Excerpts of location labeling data
⟨

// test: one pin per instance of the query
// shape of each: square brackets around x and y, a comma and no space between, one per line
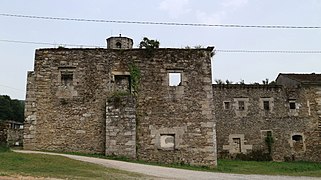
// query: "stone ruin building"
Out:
[11,133]
[289,111]
[154,105]
[160,105]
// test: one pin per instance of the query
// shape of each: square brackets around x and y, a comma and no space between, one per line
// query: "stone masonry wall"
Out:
[121,126]
[71,86]
[246,131]
[175,123]
[30,113]
[3,133]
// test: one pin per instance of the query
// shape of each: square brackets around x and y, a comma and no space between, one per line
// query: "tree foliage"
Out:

⟩

*Directive:*
Copy the data above word for word, every line of it, but without the picture.

*Written solution:*
// test: one pin per instance of the query
// shape of each: square brackets around x and y, a comma and no space between, one per line
// query: "stone ruin building"
Out:
[11,133]
[289,111]
[154,105]
[160,105]
// test: one pin per instance of the query
// shape of each: square brackets around x and y, a comma and no space between, one per line
// query: "stone masonry wall"
Out:
[121,126]
[71,86]
[246,131]
[175,123]
[30,113]
[3,133]
// test: one pin per instance of the query
// shape of each: square brackets around x and y, a comma and no space between, one per line
// query: "tree foliage"
Out:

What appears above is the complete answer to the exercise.